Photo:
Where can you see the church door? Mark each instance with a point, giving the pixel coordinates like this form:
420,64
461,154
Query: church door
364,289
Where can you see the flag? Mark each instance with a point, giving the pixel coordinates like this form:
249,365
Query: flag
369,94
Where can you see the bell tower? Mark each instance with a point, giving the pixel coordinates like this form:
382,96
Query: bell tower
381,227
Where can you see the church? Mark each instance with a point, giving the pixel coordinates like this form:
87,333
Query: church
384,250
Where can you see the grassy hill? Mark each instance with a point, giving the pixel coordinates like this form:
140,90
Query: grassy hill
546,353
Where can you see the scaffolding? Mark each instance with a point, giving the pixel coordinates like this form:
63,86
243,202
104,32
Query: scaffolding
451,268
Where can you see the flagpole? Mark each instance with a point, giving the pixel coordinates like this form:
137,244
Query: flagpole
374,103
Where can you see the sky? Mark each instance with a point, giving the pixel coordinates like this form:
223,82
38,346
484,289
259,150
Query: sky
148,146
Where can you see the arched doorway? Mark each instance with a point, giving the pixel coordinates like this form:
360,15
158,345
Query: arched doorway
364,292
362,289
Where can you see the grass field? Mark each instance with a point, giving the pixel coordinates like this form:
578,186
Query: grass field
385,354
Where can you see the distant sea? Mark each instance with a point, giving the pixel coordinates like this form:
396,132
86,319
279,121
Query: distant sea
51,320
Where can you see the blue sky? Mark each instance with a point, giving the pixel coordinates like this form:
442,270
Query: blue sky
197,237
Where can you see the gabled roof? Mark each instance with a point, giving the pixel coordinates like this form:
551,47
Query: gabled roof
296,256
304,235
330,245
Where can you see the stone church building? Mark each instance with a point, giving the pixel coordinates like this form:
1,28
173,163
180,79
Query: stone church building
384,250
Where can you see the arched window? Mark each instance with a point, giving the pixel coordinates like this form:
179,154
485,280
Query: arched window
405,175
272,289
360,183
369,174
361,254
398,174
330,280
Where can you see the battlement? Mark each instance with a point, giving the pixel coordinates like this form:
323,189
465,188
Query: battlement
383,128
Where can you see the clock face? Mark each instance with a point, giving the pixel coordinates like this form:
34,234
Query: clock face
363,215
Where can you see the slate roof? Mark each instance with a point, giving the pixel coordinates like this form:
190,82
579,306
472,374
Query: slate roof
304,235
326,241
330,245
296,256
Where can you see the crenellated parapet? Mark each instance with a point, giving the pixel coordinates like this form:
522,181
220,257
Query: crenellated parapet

◇ ◇ ◇ ◇ ◇ ◇ ◇

### Brief:
Pull out every line of the records above that contains the word "crenellated".

### Response below:
Where can you see the crenellated parapet? Mark each instance with a point, giving the pixel coordinates like this form:
Query: crenellated parapet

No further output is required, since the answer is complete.